• **Action item**
Beneath this task are records; print exactly the stretch of them from the line with "Query: shadow under arch" through the line with "Expected output: a single point for each instance of the green", both ends included.

......

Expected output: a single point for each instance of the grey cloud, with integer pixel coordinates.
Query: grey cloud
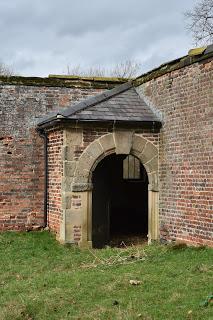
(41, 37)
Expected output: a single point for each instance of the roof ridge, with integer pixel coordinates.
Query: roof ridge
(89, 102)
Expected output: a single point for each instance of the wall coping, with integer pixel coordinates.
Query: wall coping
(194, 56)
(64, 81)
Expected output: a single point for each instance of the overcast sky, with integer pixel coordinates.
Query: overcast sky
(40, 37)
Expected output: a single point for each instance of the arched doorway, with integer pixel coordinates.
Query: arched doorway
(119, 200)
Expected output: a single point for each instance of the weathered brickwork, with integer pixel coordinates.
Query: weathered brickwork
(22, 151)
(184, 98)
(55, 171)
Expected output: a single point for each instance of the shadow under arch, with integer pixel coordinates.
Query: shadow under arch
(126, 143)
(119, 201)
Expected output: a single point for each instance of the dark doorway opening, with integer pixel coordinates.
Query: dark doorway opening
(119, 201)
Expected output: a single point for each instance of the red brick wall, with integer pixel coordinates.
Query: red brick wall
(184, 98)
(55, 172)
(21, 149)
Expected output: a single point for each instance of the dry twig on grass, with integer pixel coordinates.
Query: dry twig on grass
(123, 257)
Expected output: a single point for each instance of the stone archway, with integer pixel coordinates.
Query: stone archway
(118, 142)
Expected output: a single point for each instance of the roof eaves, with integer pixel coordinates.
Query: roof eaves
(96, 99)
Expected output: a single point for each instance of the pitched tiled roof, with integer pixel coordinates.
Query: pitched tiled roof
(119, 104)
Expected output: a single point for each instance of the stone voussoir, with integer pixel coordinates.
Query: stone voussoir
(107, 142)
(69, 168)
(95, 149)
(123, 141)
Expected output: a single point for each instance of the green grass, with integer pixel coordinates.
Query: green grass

......

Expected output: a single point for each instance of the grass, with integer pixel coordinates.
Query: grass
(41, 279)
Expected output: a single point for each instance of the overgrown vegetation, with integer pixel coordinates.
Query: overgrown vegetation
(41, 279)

......

• **Answer box**
Query: shadow under arch
(126, 143)
(119, 201)
Expected output: a single point for each instance of the dark doorway opening, with integer pixel coordinates.
Query: dark doorway opening
(119, 201)
Expected output: a single point for each instance of the red brick wall, with integer pixel coordinates.
Query: red brick wall
(184, 98)
(55, 172)
(21, 149)
Expected output: a single point for each instance of the dry twig on grass, with integer pixel coordinates.
Query: dry twig on grass
(123, 257)
Expected output: a single point for each instance of the stone archway, with integer pixel coordinates.
Query: stone archway
(118, 142)
Expected output: a single point for each instance of the roof eaves, with integer pixel coordinates.
Query: roof eaves
(96, 99)
Expected output: a single point for each instance of the pitched tiled roof, with integer pixel coordinates.
Query: pitched tiled roof
(119, 104)
Expected output: a single point for each instance of the stone voussoir, with integer pixel coordinates.
Query: stone voussoir
(107, 142)
(69, 168)
(95, 149)
(123, 141)
Expected output: a single point for each instance of the green grass, with integer pixel coordinates.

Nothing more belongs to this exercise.